**Exercise directions:**
Using the data below, return all lines in which "fried" appears.

**Task material:**

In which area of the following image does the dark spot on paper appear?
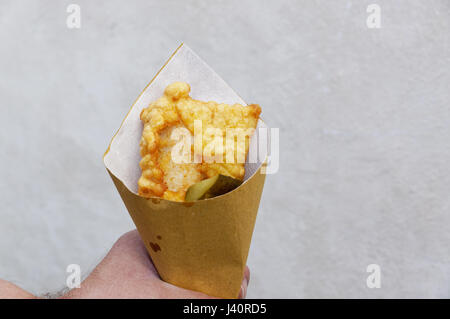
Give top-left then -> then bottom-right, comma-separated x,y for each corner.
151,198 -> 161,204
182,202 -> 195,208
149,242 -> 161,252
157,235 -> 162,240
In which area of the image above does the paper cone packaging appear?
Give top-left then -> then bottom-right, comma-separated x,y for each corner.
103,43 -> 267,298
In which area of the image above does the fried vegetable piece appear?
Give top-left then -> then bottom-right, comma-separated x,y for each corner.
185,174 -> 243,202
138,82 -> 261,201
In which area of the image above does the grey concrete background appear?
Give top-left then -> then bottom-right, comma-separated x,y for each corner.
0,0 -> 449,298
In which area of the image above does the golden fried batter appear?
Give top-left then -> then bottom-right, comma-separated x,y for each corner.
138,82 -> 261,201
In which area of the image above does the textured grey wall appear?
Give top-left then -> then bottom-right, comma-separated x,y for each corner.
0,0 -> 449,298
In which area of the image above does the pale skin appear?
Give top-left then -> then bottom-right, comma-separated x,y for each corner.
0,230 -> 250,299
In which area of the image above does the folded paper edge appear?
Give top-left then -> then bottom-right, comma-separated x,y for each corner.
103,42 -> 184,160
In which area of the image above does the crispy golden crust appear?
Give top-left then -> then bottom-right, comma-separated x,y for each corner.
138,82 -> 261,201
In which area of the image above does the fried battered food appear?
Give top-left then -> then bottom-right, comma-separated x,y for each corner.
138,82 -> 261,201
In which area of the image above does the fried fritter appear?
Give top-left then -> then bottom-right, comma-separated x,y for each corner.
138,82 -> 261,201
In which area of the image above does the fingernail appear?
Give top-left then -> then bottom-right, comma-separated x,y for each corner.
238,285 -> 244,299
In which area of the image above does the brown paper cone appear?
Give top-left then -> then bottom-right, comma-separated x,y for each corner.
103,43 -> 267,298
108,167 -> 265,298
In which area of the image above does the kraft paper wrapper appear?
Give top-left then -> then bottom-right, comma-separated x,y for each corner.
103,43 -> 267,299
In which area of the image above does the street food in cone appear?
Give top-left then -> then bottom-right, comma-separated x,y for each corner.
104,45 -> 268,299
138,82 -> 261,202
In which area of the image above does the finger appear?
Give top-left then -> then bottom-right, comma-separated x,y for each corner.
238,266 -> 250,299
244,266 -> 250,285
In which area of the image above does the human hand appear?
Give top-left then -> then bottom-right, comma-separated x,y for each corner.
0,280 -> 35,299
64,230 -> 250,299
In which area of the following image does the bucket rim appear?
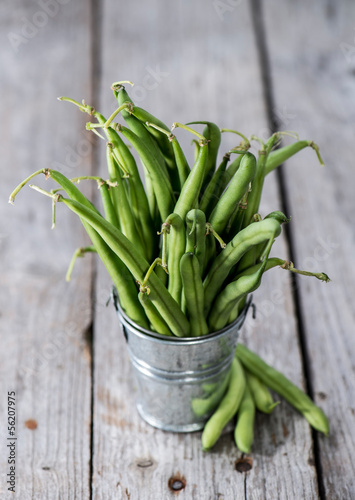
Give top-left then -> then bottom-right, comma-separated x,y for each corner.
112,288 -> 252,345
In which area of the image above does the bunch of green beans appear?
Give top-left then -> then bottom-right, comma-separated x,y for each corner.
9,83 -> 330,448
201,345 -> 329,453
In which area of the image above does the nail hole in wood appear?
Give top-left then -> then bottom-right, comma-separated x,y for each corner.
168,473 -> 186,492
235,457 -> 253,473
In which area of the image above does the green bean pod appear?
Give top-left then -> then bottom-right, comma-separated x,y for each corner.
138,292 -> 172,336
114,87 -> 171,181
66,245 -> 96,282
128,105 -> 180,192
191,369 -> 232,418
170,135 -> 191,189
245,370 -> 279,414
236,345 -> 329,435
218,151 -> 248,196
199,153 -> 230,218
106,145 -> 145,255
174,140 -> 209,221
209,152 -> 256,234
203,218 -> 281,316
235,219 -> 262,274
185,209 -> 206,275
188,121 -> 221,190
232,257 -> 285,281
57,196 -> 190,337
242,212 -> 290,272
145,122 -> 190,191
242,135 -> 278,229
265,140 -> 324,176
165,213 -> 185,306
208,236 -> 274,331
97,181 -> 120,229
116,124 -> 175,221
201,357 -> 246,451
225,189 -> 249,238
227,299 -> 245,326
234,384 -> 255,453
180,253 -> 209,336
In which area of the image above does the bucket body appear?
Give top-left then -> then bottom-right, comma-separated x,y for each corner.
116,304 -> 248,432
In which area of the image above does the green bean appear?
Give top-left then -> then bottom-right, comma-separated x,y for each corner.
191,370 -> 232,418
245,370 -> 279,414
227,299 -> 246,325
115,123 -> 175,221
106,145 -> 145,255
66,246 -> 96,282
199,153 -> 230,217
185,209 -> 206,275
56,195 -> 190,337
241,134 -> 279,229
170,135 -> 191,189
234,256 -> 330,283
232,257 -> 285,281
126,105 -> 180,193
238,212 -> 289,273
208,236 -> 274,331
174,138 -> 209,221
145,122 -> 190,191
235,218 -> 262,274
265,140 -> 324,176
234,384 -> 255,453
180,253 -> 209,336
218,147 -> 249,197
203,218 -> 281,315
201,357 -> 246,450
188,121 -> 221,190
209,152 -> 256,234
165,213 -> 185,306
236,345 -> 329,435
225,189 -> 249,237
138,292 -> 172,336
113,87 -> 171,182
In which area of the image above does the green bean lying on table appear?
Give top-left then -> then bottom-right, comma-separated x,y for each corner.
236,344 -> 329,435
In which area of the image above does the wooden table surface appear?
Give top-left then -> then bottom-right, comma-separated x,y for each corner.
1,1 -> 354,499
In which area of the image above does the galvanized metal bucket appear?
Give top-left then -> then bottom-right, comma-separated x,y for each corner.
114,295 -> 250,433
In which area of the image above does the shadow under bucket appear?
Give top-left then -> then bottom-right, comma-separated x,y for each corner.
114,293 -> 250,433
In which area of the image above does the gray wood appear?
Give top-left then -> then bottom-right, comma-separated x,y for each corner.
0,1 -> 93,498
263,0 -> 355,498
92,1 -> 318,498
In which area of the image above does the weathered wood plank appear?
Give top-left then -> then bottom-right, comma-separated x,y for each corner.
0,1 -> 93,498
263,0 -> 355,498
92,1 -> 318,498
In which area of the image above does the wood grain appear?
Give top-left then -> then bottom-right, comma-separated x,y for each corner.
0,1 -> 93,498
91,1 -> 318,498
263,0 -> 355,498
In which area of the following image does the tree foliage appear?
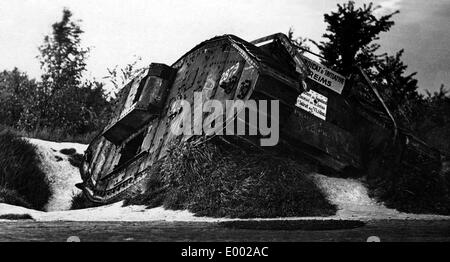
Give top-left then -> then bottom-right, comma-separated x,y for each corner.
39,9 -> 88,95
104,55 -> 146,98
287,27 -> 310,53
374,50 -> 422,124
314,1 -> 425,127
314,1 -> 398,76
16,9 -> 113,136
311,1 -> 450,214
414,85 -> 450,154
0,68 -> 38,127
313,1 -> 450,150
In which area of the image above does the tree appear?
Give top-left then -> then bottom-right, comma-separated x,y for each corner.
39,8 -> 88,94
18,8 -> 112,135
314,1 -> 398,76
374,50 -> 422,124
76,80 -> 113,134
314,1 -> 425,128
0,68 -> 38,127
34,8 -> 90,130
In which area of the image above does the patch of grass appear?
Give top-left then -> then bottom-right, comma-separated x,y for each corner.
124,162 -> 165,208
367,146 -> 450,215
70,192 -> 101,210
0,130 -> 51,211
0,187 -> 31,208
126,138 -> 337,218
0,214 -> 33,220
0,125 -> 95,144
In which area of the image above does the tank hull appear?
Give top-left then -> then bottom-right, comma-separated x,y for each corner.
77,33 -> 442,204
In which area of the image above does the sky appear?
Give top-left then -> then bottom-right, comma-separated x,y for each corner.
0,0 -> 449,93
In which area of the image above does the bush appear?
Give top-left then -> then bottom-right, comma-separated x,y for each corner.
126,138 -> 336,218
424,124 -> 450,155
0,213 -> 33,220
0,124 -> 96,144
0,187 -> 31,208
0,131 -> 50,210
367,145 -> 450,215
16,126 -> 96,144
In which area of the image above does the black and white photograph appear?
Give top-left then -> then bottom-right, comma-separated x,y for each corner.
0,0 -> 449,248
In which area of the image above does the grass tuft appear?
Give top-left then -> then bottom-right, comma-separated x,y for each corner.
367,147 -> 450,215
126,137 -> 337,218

...

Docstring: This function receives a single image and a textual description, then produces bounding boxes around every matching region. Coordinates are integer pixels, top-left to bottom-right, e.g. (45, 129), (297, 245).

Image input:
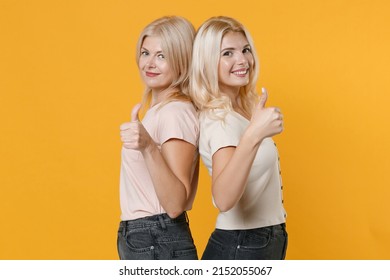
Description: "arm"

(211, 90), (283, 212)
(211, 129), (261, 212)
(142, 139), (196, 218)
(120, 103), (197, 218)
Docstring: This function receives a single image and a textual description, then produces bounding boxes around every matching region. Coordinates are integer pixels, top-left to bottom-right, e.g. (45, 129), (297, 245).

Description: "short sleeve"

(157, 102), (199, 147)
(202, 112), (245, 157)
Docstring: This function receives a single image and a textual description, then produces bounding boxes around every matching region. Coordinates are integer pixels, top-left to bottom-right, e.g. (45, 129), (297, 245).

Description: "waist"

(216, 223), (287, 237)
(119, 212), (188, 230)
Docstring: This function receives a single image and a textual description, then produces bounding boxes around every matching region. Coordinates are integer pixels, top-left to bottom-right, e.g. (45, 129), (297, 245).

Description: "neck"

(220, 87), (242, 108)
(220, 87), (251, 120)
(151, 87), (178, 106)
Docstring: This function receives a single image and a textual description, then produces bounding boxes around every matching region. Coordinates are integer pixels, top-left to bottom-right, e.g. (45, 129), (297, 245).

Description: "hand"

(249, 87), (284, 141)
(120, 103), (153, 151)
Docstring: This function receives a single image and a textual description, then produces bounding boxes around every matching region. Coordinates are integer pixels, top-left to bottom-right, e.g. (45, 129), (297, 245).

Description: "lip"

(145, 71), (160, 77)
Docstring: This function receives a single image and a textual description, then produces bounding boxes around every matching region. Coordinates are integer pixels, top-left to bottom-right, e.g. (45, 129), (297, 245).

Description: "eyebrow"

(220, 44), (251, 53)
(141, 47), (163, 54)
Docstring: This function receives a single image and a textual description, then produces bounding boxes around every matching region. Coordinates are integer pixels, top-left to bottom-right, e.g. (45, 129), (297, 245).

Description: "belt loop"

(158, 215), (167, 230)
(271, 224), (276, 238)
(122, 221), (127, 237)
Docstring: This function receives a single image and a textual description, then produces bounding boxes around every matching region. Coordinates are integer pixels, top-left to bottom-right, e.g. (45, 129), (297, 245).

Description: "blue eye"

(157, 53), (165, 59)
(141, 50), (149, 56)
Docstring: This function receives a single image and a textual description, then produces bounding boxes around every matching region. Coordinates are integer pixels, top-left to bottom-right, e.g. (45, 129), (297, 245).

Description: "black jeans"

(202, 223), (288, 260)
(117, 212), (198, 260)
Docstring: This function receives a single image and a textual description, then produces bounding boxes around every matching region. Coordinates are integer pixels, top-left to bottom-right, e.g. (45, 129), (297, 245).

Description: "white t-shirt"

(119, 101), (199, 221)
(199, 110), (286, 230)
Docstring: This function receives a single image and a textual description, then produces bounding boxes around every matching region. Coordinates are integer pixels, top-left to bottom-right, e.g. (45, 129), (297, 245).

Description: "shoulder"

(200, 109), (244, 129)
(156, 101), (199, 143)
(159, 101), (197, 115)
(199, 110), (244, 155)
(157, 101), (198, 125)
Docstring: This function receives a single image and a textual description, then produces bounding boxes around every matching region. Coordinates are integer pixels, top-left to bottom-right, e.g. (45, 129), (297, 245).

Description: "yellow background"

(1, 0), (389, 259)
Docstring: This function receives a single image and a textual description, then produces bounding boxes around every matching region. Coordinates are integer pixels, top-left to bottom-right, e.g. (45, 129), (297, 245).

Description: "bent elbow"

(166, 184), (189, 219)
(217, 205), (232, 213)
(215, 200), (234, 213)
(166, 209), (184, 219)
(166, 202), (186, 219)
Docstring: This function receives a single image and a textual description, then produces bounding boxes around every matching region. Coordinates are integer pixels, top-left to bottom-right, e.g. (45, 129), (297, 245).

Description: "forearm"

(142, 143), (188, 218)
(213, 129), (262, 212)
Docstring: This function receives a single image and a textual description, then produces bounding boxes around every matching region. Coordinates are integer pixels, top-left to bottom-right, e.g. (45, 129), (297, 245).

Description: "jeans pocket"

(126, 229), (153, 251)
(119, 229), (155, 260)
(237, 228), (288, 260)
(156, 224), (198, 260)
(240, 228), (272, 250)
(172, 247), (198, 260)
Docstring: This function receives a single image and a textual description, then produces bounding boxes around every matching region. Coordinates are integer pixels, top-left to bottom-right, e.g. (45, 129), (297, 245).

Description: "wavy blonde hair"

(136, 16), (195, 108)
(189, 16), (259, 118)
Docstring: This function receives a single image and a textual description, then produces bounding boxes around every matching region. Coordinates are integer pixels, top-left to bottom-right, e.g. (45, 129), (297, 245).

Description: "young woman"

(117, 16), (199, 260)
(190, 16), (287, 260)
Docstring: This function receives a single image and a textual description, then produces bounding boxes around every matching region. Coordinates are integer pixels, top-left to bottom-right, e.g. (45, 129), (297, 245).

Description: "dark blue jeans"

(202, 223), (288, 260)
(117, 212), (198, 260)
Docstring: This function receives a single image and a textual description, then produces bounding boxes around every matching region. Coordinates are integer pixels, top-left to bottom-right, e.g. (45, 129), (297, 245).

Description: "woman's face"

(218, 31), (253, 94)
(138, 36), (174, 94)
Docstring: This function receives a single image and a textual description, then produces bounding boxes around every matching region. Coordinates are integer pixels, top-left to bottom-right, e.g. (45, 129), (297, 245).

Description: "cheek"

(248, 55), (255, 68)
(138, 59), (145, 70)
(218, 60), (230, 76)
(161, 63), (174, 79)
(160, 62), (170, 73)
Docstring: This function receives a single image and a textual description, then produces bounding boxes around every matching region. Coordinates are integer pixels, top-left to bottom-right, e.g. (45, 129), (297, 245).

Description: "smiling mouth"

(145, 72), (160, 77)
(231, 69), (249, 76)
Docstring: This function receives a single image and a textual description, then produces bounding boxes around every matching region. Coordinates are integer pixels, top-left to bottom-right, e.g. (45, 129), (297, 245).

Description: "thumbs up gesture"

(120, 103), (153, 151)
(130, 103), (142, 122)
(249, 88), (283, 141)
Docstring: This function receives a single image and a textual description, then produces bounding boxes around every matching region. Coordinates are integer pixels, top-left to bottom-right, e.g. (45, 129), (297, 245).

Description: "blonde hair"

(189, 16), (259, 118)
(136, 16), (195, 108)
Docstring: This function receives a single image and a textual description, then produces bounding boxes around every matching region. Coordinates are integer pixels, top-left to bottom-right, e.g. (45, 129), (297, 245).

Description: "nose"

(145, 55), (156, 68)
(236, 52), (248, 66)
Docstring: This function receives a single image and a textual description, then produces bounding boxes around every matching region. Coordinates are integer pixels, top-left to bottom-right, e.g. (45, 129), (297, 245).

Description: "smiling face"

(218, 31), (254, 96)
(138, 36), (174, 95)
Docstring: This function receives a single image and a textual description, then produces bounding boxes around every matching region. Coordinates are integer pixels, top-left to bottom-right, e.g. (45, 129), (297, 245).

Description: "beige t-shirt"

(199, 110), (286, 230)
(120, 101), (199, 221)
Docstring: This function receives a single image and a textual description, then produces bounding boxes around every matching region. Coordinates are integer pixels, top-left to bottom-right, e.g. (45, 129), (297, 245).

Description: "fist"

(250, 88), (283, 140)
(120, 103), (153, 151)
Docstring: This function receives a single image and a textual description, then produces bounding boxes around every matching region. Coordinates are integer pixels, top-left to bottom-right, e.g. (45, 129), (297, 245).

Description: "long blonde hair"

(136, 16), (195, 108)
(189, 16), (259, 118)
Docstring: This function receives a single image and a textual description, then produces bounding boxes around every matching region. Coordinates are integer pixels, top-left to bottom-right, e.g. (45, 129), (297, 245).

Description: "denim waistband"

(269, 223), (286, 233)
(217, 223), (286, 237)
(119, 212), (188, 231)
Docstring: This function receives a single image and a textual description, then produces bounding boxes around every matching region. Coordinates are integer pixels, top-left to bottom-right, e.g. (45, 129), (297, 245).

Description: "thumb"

**Problem solution:**
In which area of the image above does the fried vegetable piece appear?
In which area of the image above does the golden fried batter appear?
In which area of the image above does the fried battered food appear?
In which area of the image above does the fried fritter appear?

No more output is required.